=== SOURCE DOCUMENT ===
- - - - -

To reduce the storage cost, HB only stores the minimum of the distances between each cluster and all the hyperplanes around it. All the lower bounds between the query and clusters need to be calculated online, which leads to exhaustive computations with \(O(K^2d)\) time complexity of high-dimensional distance according to Sect. 2.2. Especially with an excessively large \(K\), which is necessary for high filtration rate, the computation cost of lower bounds becomes very high and even exceeds the cost of distance computation. Conversely, if \(K\) is too small, the filtering ability of HB will decrease and more candidate points need to be accessed and computed.

Besides, HB only provides a novel bounding technique to filter irrelative clusters. However, it takes a simple method to deal with the false positives inside the candidate clusters. It loads all members of a candidate cluster into memory to perform expensive distance computations to identify \(k\) nearest neighbors. Unfortunately, as there may exist numerous false positives in the candidate cluster, this approach may lead to considerable unnecessary I/O cost and CPU cost.

- - - - -

=== RECORDED INFORMATION ===
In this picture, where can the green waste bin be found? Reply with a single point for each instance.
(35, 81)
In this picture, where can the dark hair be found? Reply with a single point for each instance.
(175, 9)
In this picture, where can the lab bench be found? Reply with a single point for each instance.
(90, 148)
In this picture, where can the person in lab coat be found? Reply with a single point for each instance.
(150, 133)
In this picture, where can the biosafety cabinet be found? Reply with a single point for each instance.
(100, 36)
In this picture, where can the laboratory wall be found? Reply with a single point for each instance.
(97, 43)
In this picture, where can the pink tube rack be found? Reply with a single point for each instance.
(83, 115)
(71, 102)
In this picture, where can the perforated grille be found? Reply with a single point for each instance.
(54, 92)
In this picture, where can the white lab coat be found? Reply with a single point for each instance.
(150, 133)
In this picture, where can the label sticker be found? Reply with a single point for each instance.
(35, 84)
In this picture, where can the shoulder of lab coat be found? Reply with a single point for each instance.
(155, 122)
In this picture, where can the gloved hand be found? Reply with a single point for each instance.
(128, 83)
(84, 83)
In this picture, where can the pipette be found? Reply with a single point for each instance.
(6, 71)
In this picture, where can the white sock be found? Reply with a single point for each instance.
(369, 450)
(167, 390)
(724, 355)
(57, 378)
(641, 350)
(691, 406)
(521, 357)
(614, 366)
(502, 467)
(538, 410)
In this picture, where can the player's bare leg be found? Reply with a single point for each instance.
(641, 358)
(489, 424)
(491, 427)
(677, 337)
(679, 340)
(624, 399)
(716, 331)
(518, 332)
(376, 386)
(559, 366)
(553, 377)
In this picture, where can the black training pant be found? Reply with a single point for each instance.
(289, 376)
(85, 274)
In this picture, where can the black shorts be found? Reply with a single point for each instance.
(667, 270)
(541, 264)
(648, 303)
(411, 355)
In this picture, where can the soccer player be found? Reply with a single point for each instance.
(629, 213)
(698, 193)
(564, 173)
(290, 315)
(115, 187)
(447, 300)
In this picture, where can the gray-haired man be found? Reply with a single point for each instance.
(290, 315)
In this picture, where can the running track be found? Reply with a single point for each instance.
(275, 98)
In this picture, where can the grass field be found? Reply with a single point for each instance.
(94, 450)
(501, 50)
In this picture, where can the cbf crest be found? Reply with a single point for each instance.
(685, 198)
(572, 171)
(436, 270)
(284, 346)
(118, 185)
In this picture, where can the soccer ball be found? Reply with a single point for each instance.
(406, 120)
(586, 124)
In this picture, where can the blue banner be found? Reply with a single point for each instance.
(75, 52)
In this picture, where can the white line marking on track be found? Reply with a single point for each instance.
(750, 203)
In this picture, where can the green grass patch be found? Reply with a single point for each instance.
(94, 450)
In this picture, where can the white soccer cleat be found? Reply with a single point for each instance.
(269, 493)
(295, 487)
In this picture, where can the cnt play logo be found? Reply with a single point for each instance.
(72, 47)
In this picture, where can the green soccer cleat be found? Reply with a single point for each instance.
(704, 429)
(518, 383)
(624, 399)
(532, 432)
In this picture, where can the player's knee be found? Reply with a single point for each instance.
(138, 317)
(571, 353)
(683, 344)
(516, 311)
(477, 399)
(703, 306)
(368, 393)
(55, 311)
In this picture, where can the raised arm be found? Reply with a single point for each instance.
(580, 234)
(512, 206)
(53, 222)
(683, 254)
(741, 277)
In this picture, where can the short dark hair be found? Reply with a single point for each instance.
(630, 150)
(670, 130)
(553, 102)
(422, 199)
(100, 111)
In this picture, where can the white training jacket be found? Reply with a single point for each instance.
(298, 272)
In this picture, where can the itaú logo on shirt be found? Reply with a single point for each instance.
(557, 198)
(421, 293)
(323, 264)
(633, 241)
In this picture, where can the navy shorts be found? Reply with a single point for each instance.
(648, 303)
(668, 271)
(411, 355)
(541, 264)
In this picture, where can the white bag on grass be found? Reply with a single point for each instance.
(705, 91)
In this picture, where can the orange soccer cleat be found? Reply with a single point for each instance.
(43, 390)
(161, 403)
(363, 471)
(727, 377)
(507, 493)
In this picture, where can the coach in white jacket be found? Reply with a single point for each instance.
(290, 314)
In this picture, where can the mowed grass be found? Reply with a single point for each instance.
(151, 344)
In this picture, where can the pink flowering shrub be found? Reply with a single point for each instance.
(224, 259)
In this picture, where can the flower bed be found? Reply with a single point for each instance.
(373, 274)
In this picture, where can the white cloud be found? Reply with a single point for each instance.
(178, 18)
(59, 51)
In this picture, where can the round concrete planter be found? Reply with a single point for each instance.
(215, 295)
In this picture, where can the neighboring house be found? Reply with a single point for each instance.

- - - - -

=== GIVEN TASK ===
Rewrite the stretch of the HB passage from "To reduce the" through "accessed and computed.", changing "lower bounds" to "lower limits". The records have no connection to the text.

=== ANSWER ===
To reduce the storage cost, HB only stores the minimum of the distances between each cluster and all the hyperplanes around it. All the lower limits between the query and clusters need to be calculated online, which leads to exhaustive computations with \(O(K^2d)\) time complexity of high-dimensional distance according to Sect. 2.2. Especially with an excessively large \(K\), which is necessary for high filtration rate, the computation cost of lower limits becomes very high and even exceeds the cost of distance computation. Conversely, if \(K\) is too small, the filtering ability of HB will decrease and more candidate points need to be accessed and computed.